Ayat 8–31: Peringatan Hari Kiamat dan Kisah Walid bin al-Mughirah (Penolakan dan Azab). Bagian ini menguraikan kekejaman Hari Kiamat, mengisahkan tokoh pembangkang Quraisy yang menolak kebenaran setelah merenungkannya, dan menggambarkan Saqar (Neraka) secara rinci.
Ayat 32–56: Sumpah Ilahi, Dialog Penghuni Neraka, dan Penegasan Al-Qur'an (Pelaran dan Peringatan). Bagian penutup berisi sumpah-sumpah Allah atas ciptaan-Nya untuk menegaskan kebenaran, menjelaskan mengapa para pendurhaka masuk Neraka, dan menegaskan kembali bahwa Al-Qur'an adalah peringatan bagi semua manusia.
Ilustrasi Perintah Allah kepada Sang Berselimut untuk Bangkit dan Menyampaikan Peringatan.
Tafsir Ayat per Ayat (Ayat 1-7): Panggilan Kenabian
بِسْمِ ٱللَّهِ ٱلرَّحْمَٰنِ ٱلرَّحِيمِ
يَا أَيُّهَا الْمُدَّثِّرُ (1) قُمْ فَأَنذِرْ (2)
Wahai orang yang berselimut (Muhammad)! (1) Bangunlah, lalu berilah peringatan! (2)
Tafsir Mendalam: Ayat ini adalah pembuka yang sangat dramatis. Diriwayatkan bahwa setelah Jibril menyampaikan wahyu pertama, Rasulullah ﷺ pulang dalam keadaan ketakutan, meminta Khadijah untuk menyelimutinya (*daththarani*). Ketika ketakutan itu mereda, perintah kedua datang. Panggilan ini, "Yaa ayyuhal muddassir", berfungsi sebagai teguran lembut sekaligus pengangkat derajat. Teguran karena Nabi berdiam diri, dan pengangkatan derajat karena tugas berat telah menanti. Perintah "Qum fa anzir" (Bangunlah, lalu berilah peringatan) adalah perintah untuk meninggalkan kenyamanan pribadi, meninggalkan selimut istirahat, dan memulai misi publik yang penuh bahaya. Ini adalah transisi dari kenabian internal (penerimaan wahyu) ke kenabian eksternal (penyampaian risalah). Ini bukan hanya peringatan kepada kaum Quraisy, tetapi juga peringatan kepada umat Islam sepanjang masa untuk tidak berpuas diri dengan ibadah pribadi; tugas dakwah adalah kewajiban yang mendesak.
وَرَبَّكَ فَكَبِّرْ (3)
Dan agungkanlah Tuhanmu, (3)
Tafsir Mendalam: Setelah perintah berdakwah, datang perintah pengagungan. "Wa Rabbaka fakabbir". Ini berarti mengagungkan Allah melebihi segala sesuatu, menolak pengagungan terhadap berhala, harta, atau kekuasaan duniawi. Pengagungan ini harus tercermin dalam ucapan (*Allahu Akbar*), niat, dan tindakan. Dalam konteks dakwah, ini berarti menegaskan bahwa tidak ada kekuatan lain yang patut ditakuti selain Allah, dan tugas kenabian harus dilakukan hanya demi kebesaran Allah semata, tanpa mengharapkan imbalan dunia. Pengagungan ini adalah fondasi moral yang diperlukan agar seorang da'i tetap teguh menghadapi penolakan.
- - - -
**Perintah Tugas 1:** Tentukan apakah setiap pernyataan berikut sesuai dengan kutipan tafsir di atas: (a) setelah wahyu pertama, Rasulullah meminta Khadijah menyelimutinya; (b) bagian Ayat 8–31 menggambarkan Saqar secara rinci; (c) pengagungan kepada Allah cukup diwujudkan dalam ucapan saja. Jawab ya atau tidak, lalu kutip kata-kata kutipan tafsir yang menentukan jawaban itu.
**Perintah Tugas 2:** Sebutkan berapa baris teks pada rangkaian baris di bawah yang memuat kata "dense". Tuliskan angkanya saja.

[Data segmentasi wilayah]
- - - -
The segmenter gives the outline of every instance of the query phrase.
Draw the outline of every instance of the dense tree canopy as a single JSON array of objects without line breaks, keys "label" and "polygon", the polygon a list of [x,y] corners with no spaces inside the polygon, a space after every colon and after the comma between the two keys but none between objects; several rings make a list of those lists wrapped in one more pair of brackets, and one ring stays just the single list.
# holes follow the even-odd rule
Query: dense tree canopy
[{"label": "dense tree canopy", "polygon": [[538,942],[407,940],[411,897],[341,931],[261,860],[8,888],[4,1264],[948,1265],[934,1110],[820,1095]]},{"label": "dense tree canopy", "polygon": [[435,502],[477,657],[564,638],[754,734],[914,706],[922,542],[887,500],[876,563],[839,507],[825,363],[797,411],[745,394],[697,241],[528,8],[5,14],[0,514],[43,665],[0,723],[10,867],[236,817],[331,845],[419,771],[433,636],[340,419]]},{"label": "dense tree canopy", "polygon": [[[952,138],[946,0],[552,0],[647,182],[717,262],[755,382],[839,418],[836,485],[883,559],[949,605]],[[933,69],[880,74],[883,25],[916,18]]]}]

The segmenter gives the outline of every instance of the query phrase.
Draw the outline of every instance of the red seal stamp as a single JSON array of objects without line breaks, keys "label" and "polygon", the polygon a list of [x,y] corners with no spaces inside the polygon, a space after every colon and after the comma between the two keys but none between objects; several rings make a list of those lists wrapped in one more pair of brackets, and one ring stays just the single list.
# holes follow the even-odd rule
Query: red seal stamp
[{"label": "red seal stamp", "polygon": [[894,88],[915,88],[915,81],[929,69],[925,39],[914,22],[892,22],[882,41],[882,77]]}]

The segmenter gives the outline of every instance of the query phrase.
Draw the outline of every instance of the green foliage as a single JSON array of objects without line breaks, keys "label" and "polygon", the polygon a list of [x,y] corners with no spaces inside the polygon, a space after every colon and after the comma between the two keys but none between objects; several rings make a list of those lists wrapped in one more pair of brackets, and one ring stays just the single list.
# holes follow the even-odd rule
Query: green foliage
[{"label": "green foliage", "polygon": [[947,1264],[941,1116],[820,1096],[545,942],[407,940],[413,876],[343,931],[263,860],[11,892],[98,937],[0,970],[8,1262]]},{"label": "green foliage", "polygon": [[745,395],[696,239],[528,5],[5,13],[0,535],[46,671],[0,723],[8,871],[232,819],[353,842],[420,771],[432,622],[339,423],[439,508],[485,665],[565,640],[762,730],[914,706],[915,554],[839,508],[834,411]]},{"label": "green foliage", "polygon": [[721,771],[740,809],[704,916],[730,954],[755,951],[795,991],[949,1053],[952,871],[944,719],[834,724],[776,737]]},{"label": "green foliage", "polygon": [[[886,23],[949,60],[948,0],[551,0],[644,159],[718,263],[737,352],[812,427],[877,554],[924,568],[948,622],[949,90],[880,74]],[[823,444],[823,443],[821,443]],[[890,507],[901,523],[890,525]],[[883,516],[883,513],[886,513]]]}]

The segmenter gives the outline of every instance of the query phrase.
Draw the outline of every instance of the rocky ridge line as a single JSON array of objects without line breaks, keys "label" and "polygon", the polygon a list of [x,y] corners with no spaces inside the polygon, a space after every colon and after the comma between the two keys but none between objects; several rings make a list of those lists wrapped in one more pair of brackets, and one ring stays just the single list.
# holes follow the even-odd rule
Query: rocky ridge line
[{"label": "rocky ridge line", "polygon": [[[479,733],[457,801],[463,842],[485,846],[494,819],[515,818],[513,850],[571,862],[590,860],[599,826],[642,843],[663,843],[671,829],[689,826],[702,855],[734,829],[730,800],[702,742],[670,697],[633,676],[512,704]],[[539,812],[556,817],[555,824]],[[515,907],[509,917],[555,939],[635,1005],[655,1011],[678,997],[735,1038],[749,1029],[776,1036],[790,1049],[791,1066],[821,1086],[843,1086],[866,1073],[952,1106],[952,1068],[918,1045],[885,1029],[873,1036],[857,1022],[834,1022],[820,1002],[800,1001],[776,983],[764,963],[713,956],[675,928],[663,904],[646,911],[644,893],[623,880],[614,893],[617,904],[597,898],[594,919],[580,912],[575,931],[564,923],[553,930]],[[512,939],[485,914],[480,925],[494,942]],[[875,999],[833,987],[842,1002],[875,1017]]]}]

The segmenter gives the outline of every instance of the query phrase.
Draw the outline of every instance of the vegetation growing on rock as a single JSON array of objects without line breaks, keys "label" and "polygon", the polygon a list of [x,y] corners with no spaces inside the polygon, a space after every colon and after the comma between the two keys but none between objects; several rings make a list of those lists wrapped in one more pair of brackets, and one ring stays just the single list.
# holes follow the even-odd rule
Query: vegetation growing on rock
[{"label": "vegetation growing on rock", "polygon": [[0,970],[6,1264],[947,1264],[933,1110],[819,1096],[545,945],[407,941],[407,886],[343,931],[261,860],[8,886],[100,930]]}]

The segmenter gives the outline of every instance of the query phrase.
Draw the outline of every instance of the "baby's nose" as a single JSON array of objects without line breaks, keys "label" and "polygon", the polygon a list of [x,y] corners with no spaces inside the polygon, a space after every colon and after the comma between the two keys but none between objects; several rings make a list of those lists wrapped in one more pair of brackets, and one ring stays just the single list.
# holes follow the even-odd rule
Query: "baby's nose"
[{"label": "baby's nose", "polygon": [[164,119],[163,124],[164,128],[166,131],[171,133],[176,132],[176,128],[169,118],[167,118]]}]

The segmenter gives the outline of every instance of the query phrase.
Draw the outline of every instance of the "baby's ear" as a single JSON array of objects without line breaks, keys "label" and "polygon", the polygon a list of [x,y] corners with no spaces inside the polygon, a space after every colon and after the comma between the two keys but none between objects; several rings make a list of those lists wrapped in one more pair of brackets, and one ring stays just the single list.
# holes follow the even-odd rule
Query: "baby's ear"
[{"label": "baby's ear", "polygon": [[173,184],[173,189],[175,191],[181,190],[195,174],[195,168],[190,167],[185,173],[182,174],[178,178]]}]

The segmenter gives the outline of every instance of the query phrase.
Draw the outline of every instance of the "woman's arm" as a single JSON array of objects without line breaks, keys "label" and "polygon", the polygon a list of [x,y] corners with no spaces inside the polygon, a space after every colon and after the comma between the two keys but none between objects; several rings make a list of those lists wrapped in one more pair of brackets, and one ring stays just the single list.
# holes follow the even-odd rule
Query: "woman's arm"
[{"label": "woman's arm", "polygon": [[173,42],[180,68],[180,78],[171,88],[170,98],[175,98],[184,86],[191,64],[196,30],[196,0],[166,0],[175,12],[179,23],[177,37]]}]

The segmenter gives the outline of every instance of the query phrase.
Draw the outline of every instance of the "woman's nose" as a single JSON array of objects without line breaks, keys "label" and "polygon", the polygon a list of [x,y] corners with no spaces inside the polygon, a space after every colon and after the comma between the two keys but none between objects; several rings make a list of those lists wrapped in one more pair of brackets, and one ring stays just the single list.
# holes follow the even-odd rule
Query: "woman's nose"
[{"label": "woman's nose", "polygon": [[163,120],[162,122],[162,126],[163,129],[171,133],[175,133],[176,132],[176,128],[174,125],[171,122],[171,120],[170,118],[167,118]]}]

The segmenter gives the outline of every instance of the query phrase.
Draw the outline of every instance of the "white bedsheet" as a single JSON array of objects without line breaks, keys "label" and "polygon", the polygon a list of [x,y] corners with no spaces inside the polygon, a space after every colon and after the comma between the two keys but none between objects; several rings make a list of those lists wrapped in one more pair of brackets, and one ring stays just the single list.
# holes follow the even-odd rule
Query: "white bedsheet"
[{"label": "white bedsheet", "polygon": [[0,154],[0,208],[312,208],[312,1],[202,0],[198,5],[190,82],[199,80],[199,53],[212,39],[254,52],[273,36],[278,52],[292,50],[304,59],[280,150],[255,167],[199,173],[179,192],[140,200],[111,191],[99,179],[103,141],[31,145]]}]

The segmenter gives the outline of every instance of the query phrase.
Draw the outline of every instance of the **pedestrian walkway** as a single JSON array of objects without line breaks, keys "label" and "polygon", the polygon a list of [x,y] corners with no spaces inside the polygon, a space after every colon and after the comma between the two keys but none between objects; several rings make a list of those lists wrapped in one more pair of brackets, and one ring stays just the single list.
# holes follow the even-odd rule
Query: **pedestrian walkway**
- - - -
**Penyelesaian Soal 1:**
(a) Ya: "meminta Khadijah untuk menyelimutinya"
(b) Ya: "menggambarkan Saqar (Neraka) secara rinci"
(c) Tidak: "Pengagungan ini harus tercermin dalam ucapan (*Allahu Akbar*), niat, dan tindakan."

**Penyelesaian Soal 2:** 3